### Problem requirements:
Reproduce every line of the material below, but drop the pictures.

=======

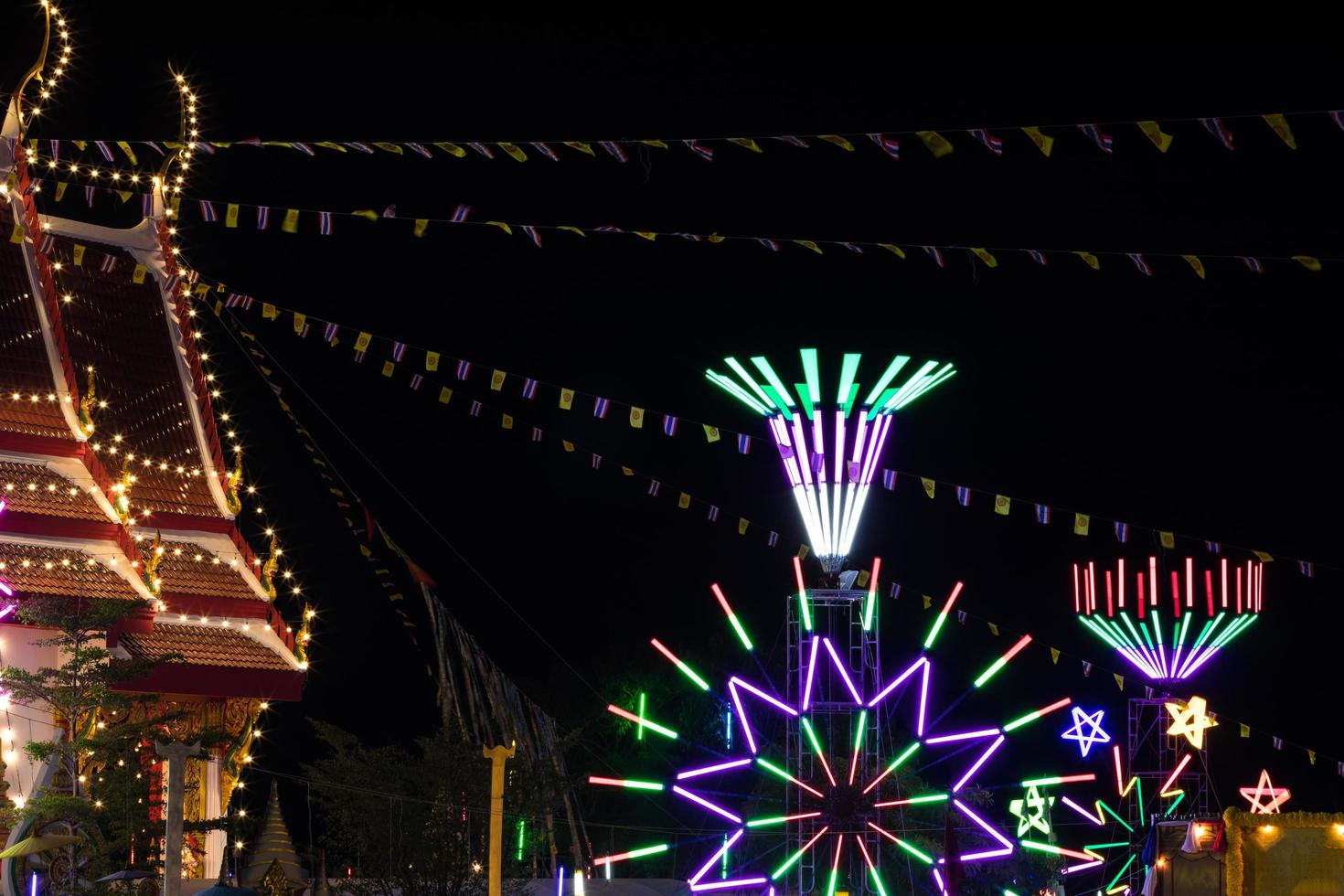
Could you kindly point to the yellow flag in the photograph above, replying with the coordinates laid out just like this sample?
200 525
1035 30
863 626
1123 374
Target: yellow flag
1155 132
1308 262
1043 143
937 144
1280 123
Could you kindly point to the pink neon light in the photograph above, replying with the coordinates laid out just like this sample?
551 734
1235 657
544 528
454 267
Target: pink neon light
812 666
720 852
706 804
965 735
897 683
709 770
844 675
1180 766
978 763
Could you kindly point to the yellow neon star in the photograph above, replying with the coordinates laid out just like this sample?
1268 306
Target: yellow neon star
1189 720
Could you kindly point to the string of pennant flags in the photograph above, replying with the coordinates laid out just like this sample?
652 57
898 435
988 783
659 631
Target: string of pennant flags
938 143
402 361
661 489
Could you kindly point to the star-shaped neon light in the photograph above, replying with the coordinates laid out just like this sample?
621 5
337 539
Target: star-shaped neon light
1277 795
1031 812
1191 719
1086 738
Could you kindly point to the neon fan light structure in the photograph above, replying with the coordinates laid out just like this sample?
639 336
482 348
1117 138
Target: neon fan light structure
829 461
1229 602
832 813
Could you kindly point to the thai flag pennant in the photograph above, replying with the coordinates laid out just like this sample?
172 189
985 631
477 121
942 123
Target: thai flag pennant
988 140
1220 131
546 151
887 145
703 152
1095 134
1140 263
613 149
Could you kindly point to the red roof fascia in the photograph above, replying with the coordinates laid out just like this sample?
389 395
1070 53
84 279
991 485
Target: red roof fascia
174 678
48 285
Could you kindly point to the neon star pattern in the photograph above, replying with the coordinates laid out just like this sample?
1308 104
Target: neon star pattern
1265 789
1191 719
1094 733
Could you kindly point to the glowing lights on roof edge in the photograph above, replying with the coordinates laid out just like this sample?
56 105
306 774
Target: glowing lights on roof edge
829 500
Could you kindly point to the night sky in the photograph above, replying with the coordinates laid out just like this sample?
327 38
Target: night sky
1206 407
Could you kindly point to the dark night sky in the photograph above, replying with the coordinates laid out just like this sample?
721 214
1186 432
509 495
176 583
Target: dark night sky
1206 407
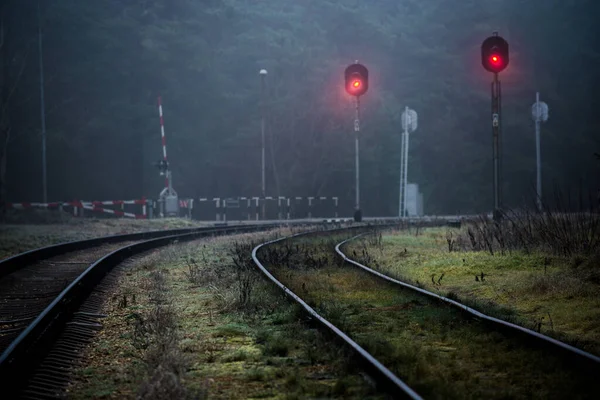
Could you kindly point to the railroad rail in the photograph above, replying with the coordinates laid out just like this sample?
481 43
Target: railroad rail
386 378
70 315
579 355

=======

### Full answer:
Could you kindly point to the yellow flag in the photograph above, replying with the coordinates laid out just like this sample?
200 525
1035 30
863 626
1123 374
Target: yellow flag
1155 132
1308 262
1043 143
937 144
1280 123
Could you kindly point to the pink neon light in the photograph above, replying with the coordinates laid out just like this sample?
551 734
1235 657
544 528
454 267
Target: pink neon light
812 666
720 852
706 804
965 735
897 683
709 770
844 675
1180 766
978 763
Could you kindly point to the yellow neon star in the photograph above, replying with the coordinates laid out just like this sample?
1268 306
Target: yellow neon star
1189 720
Could you kindly point to the string of pennant flags in the photograph above, replying with the coordinates laid out just like this sample?
652 57
898 435
988 783
659 631
Target: string of pennant flags
938 143
402 361
661 489
Could you kindly point to the star-shaped neon light in the photograph above, replying with the coordinates laid out just like this sample?
621 5
337 539
Target: star-shaped neon light
1277 795
1031 812
1191 719
1086 738
Could you kindly point to the neon fan light structure in the photograph above, replying with the coordinates laid out just like this sample?
639 336
482 348
1117 138
Target: neon fan light structure
829 461
1229 602
832 813
Could you kindly point to the thai flag pennant in the photograph above, replying with the coordinates laid out just like this sample?
172 189
985 631
477 121
942 123
Target: thai flag pennant
988 140
1220 131
546 151
887 145
703 152
1095 134
1140 263
613 149
Could you kindly point to the red roof fascia in the photograph above, replying with the coordinates laid out just like this sample?
389 395
1070 53
84 279
991 485
Target: red roof fascia
174 678
48 285
Could you kindly point to the neon star pattern in the photograph above, replying with the coordinates laid out just like this sample?
1308 104
Target: neon star pattern
1265 789
1191 719
1094 733
Could you kindly point to the glowing lights on roof edge in the photograph above, replying with the coordinates laid out just like this sample?
56 105
306 774
Target: glowing lights on roof edge
829 500
Could you kindly point to the night sky in the photograph above, replying with the coordinates laid out just like this sample?
327 38
Target: night sky
1206 407
Could you kindly point to the dark night sky in the photograph above, replying with the coordinates laid out just like this sample?
721 214
1186 432
509 495
176 583
Target: dark night sky
1206 407
Could you kindly point to the railroad rail in the photograph above, replying with the coordinates laid out just like this sample?
481 43
Target: railroad rail
386 378
70 315
579 355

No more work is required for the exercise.